→ Tarefas propostas:
1 > Em que cidade é realizada a COP30, de acordo com o texto sobre a COP30?
2 > Reproduza sem alterações o trecho do texto sobre a COP30 começando em "Maurício Antônio Lopes" e seguindo até "proteção da natureza.".

→ Bloco de texto:
Maurício Antônio Lopes — Pesquisador da Embrapa Agroenergia e membro da Academia Brasileira de Ciência Agronômica (ABCA)
A COP30, realizada em Belém, traz o mundo ao coração da Amazônia. A carga simbólica do evento é evidente, pois, pela primeira vez, a conferência climática das Nações Unidas ocorrerá em um território que sintetiza os dilemas e as esperanças da humanidade diante da crise climática. Mais do que palco de negociações, a Amazônia é um espaço onde se colocam os desafios e as soluções para unir desenvolvimento e proteção da natureza.
A Academia Brasileira de Ciência Agronômica (ABCA) apresenta à COP30 uma proposta baseada na bioeconomia das conexões, entendida como uma abordagem que busca superar o isolamento entre setores e disciplinas, condição que ainda limita a transição sustentável. Jovem e atuante, a ABCA reúne lideranças da ciência agronômica comprometidas em fortalecer a base científica da agricultura tropical e afirmar seu papel como infraestrutura estratégica para a soberania alimentar, a sustentabilidade e o desenvolvimento do país.

Dados armazenados:
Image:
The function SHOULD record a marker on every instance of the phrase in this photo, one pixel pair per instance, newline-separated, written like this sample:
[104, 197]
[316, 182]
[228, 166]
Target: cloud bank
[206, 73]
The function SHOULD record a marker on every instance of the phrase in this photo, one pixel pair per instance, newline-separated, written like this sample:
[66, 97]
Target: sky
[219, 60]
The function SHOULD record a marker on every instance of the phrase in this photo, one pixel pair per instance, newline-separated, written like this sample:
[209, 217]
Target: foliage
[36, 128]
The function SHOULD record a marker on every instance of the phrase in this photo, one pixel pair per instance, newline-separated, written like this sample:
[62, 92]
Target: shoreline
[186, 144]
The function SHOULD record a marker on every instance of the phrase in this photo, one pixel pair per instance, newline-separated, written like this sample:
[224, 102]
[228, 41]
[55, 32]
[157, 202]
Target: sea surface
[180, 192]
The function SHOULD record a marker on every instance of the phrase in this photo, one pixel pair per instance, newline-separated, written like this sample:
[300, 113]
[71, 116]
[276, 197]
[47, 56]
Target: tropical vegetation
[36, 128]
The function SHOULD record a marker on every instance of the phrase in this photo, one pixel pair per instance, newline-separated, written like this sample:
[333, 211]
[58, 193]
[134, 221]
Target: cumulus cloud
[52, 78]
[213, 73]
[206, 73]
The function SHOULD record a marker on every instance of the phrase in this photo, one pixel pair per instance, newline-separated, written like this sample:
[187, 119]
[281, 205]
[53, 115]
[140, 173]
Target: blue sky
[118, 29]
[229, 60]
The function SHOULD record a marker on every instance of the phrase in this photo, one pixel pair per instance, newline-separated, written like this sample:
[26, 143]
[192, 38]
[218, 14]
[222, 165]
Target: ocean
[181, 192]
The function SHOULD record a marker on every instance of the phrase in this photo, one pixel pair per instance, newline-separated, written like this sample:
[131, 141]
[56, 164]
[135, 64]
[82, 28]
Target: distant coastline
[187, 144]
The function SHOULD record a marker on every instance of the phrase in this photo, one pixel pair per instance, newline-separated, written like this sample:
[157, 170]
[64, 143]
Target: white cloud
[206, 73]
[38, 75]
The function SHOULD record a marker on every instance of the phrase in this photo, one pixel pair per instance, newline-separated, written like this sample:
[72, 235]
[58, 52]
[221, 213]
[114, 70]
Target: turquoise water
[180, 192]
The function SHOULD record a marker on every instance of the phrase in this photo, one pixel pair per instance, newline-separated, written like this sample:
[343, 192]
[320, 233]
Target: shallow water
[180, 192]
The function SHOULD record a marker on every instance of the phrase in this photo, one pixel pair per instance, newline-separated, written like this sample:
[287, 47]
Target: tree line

→ Resultados do exercício:
1 > Em Belém.

2 >
Maurício Antônio Lopes — Pesquisador da Embrapa Agroenergia e membro da Academia Brasileira de Ciência Agronômica (ABCA)
A COP30, realizada em Belém, traz o mundo ao coração da Amazônia. A carga simbólica do evento é evidente, pois, pela primeira vez, a conferência climática das Nações Unidas ocorrerá em um território que sintetiza os dilemas e as esperanças da humanidade diante da crise climática. Mais do que palco de negociações, a Amazônia é um espaço onde se colocam os desafios e as soluções para unir desenvolvimento e proteção da natureza.